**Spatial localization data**
▬▬▬▬▬▬▬▬▬▬

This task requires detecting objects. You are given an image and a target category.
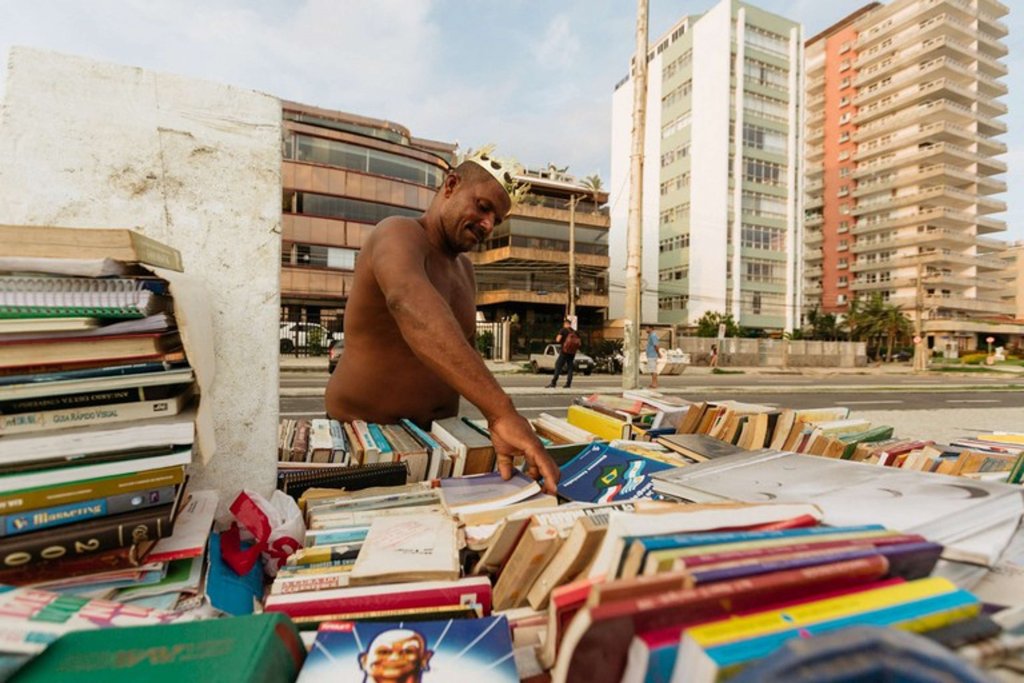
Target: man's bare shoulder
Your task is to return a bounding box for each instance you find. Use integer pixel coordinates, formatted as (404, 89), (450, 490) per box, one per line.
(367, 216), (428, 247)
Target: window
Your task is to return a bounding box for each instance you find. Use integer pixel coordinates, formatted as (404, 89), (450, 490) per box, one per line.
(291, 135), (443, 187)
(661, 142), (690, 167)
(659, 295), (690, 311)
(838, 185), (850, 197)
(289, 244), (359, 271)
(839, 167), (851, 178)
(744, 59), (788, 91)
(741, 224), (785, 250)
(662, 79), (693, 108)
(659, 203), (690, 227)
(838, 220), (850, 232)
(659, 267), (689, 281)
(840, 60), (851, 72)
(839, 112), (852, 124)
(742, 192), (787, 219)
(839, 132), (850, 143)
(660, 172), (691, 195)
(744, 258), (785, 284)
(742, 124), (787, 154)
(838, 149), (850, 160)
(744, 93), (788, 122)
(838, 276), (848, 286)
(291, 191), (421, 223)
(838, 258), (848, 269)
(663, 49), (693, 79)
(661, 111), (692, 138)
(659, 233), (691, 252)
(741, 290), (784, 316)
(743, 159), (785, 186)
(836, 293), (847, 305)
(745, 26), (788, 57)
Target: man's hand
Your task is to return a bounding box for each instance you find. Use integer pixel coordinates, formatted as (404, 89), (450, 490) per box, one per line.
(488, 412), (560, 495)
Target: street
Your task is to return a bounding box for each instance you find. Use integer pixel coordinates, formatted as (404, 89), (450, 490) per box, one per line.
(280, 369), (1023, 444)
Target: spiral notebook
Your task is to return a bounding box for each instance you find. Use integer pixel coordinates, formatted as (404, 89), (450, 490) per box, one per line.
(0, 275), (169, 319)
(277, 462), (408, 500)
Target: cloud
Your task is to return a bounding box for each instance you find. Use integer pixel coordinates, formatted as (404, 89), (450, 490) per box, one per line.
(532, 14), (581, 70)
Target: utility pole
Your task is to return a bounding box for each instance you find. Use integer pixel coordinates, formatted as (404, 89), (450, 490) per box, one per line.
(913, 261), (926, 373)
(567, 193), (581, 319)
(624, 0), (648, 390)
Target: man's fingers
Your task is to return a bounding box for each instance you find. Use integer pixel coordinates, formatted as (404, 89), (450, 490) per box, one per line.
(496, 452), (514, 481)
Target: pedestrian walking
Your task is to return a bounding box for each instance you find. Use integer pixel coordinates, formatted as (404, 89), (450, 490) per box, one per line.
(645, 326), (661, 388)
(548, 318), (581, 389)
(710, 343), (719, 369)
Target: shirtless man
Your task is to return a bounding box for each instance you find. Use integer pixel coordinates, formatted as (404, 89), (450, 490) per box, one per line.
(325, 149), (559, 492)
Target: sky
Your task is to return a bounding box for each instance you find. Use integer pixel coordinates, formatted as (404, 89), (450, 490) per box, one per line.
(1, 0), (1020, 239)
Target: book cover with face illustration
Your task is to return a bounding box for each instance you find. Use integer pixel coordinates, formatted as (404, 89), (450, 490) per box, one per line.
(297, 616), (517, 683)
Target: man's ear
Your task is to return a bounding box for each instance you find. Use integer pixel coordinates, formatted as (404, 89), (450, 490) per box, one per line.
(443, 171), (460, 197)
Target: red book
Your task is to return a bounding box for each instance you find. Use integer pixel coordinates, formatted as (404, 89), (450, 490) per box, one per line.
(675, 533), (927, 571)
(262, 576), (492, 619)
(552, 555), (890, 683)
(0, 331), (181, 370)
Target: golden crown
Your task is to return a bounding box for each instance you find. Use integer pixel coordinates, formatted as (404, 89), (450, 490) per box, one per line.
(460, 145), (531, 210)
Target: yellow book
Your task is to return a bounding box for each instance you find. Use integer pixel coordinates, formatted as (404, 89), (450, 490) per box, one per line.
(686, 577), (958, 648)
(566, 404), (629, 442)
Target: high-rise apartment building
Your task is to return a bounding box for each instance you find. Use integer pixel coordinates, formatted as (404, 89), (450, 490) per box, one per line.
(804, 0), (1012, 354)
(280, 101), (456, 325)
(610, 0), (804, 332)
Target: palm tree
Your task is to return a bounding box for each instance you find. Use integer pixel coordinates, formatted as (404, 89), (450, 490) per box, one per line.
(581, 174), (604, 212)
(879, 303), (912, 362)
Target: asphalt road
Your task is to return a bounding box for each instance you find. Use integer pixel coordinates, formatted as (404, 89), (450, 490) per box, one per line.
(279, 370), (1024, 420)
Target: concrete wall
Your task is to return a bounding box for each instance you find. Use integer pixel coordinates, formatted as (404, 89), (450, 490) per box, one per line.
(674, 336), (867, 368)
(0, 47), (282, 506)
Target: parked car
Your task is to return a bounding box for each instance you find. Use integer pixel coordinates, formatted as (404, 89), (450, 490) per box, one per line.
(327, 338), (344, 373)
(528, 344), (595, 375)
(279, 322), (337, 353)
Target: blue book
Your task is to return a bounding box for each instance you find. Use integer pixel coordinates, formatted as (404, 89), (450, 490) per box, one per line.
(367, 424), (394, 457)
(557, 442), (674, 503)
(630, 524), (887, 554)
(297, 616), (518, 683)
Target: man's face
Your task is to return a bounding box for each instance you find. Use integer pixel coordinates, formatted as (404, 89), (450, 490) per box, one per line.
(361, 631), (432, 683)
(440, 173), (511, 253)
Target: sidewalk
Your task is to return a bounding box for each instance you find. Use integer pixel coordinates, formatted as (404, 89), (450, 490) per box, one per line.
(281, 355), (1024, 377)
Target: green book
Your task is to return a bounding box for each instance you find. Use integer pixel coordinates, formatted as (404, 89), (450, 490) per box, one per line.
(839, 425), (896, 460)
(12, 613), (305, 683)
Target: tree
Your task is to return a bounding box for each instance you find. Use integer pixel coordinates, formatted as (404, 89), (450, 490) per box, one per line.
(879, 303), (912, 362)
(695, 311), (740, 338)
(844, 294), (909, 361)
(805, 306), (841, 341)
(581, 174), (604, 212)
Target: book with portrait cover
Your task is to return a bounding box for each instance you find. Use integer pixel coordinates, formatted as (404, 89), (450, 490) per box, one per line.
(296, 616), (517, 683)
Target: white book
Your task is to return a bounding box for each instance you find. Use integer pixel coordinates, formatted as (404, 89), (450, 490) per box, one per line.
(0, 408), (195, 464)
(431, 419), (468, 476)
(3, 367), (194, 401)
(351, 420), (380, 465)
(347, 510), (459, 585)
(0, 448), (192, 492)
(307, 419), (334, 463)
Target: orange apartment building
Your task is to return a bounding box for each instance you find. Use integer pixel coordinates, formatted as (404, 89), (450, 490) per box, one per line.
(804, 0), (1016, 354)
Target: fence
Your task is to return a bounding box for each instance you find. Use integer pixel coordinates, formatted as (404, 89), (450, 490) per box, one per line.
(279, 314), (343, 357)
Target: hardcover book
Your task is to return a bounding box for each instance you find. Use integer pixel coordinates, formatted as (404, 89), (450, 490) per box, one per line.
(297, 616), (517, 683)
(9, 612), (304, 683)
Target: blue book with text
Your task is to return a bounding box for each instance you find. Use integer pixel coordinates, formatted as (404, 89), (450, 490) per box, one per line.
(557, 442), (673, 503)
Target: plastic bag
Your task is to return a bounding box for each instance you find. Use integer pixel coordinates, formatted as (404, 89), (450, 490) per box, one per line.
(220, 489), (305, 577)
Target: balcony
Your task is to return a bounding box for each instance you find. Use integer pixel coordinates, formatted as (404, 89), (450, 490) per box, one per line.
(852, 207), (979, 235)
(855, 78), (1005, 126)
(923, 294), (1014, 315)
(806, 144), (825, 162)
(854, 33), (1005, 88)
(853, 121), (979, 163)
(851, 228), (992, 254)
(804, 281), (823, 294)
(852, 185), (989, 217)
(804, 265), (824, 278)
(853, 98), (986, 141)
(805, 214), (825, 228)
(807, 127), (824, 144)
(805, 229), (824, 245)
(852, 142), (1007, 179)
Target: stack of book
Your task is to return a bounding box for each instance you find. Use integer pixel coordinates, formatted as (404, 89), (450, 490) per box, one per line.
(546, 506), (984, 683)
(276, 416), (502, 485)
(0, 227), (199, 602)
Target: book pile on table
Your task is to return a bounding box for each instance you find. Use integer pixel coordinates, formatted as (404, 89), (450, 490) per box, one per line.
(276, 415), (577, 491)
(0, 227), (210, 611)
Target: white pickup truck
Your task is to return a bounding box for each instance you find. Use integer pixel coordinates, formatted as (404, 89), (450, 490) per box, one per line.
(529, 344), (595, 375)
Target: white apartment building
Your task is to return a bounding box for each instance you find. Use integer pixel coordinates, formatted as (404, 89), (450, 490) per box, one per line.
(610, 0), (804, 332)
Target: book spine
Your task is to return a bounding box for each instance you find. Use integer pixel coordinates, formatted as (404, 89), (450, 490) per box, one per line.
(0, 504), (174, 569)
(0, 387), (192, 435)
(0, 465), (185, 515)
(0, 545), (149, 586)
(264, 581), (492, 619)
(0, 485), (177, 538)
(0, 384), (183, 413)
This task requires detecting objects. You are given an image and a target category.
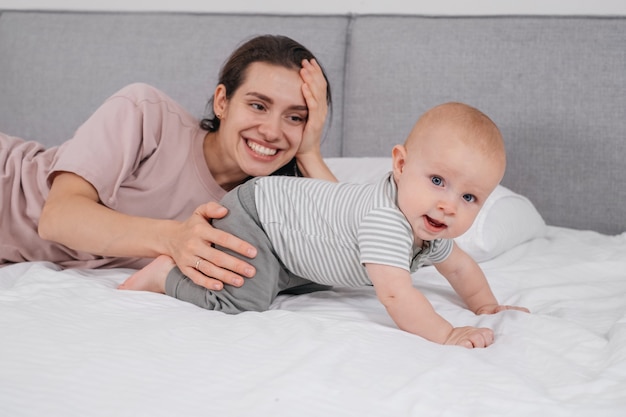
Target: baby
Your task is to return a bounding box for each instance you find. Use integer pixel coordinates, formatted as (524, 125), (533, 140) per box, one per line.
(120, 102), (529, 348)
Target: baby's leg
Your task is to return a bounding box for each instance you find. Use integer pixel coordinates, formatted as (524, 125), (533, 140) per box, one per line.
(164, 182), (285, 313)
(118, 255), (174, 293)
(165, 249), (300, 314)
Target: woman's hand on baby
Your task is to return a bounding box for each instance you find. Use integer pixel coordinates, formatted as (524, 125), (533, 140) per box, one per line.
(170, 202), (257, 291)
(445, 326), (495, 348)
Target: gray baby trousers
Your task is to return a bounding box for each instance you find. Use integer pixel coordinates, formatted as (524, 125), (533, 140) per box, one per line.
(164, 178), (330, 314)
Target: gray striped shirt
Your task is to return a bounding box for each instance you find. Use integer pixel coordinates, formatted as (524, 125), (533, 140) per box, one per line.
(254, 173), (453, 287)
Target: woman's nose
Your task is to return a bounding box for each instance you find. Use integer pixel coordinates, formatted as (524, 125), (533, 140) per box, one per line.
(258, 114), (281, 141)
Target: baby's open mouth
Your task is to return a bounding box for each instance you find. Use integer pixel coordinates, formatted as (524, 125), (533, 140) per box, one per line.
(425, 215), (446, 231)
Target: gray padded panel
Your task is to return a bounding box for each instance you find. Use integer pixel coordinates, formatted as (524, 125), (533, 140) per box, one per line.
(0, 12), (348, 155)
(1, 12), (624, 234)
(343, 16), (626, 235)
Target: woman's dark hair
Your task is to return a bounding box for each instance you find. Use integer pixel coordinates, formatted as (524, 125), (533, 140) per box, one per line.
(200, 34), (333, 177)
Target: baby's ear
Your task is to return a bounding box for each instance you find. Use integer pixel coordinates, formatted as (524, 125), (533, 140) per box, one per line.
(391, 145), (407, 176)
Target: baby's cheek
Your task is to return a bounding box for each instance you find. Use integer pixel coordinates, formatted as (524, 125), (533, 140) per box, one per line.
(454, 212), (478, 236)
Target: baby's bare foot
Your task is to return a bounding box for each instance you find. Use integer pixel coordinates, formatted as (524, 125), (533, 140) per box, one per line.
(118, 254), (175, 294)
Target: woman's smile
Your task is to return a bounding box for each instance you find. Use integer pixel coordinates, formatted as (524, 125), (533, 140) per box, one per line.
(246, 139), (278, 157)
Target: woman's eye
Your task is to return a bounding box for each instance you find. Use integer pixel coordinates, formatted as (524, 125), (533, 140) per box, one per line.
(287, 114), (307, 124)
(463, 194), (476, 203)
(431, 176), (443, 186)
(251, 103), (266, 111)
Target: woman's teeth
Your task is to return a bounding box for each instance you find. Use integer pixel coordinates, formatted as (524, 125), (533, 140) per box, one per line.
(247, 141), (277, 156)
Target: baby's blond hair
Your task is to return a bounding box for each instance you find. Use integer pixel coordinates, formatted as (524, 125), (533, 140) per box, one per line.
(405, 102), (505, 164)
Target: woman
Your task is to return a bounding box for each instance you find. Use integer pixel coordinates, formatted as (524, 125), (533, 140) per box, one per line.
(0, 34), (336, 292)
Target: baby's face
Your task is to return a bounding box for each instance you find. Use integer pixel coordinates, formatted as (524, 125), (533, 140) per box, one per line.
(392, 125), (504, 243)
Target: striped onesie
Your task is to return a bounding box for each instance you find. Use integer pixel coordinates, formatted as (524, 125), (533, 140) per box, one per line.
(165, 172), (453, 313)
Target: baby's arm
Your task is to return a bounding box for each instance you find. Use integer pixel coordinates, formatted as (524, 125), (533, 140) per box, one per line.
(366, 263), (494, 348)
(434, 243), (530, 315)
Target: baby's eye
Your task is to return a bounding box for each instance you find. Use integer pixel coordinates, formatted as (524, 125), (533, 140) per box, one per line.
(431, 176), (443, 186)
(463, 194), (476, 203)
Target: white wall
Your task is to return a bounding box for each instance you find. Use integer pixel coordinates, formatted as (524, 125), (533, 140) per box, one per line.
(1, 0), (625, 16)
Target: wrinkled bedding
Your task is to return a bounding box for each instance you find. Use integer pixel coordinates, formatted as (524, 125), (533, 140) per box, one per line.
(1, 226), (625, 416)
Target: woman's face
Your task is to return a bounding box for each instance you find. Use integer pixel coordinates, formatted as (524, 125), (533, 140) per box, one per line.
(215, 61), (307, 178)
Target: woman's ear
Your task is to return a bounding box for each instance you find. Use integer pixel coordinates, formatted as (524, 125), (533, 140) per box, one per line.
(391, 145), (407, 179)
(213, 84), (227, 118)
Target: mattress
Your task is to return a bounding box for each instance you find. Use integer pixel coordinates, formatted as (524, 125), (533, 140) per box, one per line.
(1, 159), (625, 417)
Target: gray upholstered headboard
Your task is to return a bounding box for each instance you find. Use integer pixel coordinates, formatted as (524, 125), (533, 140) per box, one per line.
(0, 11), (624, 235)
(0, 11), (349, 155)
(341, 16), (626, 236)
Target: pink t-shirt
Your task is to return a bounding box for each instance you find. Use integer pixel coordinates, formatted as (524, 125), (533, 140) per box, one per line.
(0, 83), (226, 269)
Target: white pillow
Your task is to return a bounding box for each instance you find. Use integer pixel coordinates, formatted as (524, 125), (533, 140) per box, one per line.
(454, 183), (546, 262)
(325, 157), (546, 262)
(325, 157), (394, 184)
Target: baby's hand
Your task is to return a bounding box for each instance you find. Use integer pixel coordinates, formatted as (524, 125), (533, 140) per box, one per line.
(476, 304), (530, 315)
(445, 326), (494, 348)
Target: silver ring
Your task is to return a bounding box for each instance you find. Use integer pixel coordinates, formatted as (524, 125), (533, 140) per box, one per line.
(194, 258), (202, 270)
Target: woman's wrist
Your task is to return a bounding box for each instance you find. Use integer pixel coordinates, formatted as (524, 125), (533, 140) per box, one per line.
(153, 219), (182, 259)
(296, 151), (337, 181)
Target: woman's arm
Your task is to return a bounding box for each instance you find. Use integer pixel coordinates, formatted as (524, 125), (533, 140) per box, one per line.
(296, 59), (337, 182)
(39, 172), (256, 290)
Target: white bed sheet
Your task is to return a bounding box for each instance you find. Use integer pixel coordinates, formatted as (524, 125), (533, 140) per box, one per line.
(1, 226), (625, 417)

▬▬▬▬▬▬▬▬▬▬

**WORK ITEM**
The lines above starting at the one that contains "Target: woman's dark hair" and ending at the one that contains "Target: woman's eye" must be transcribed exactly, and no other lines may appear.

**FINAL ANSWER**
Target: woman's dark hair
Your task is to return a bounding box for each instance you find. Use integer pixel coordinates, formatted as (524, 125), (533, 140) per box, one per line.
(200, 34), (333, 177)
Target: baby's ear
Your task is to return a bounding box for each instance you find. Use integer pixel coordinates, formatted as (524, 125), (533, 140) per box, one per line.
(391, 145), (407, 176)
Target: baby's cheek
Your task is to return a bounding box for each instance you find. Use integer pixel coordinates, formatted as (524, 125), (533, 140) per box, one per line.
(454, 212), (478, 236)
Target: baby's bare foot
Your task is to return a bounding box for each instance you find. Use integer pixel coordinates, formatted as (524, 125), (533, 140) per box, one per line.
(118, 254), (175, 294)
Target: woman's smile
Your task is to return a bounding box for each instance you find. Use integer pixel coordinates, formatted as (524, 125), (533, 140) per box, one per line.
(246, 139), (278, 157)
Target: woman's eye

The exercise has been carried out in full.